▸ Exercise requirements: Can you change every "armored vehicle" to "military vehicle" in the rows below, keeping everything else the same? Leave the pictures out of your answer.

Items from a data source:

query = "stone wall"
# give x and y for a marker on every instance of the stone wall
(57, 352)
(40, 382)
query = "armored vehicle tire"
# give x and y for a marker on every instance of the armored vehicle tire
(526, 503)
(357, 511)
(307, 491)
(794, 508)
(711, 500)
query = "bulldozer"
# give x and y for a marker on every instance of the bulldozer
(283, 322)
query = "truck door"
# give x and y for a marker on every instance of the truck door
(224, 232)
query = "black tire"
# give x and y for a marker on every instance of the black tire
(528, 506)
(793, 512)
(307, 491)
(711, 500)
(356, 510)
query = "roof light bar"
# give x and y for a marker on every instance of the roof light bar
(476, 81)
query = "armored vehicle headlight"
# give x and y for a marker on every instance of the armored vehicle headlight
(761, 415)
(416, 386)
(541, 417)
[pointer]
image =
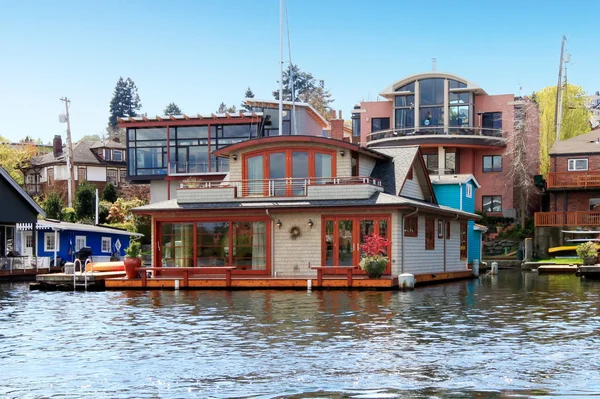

▸ Solution:
query = "stone wall"
# give x and y for a marker on every instance of the stone wall
(57, 352)
(40, 382)
query = "military vehicle tire"
# give x and y for a marker on every instance of the military vehicle tire
(526, 503)
(357, 511)
(307, 491)
(794, 508)
(711, 500)
query = "bulldozer"
# give x and y for a marker on every instance of the bulldozer
(283, 322)
query = "truck door"
# give x and y for a marker on every instance of the truck door
(224, 232)
query = "black tire"
# give x and y for a marker on every instance of the black tire
(528, 506)
(793, 512)
(307, 491)
(711, 500)
(356, 510)
query = "roof light bar"
# give x and y for a marker on every instance of the roof light bar
(476, 81)
query = "military vehicle headlight"
# give x and y for a marker on every instance of the military vehicle headlight
(761, 415)
(416, 386)
(541, 417)
[pointer]
image =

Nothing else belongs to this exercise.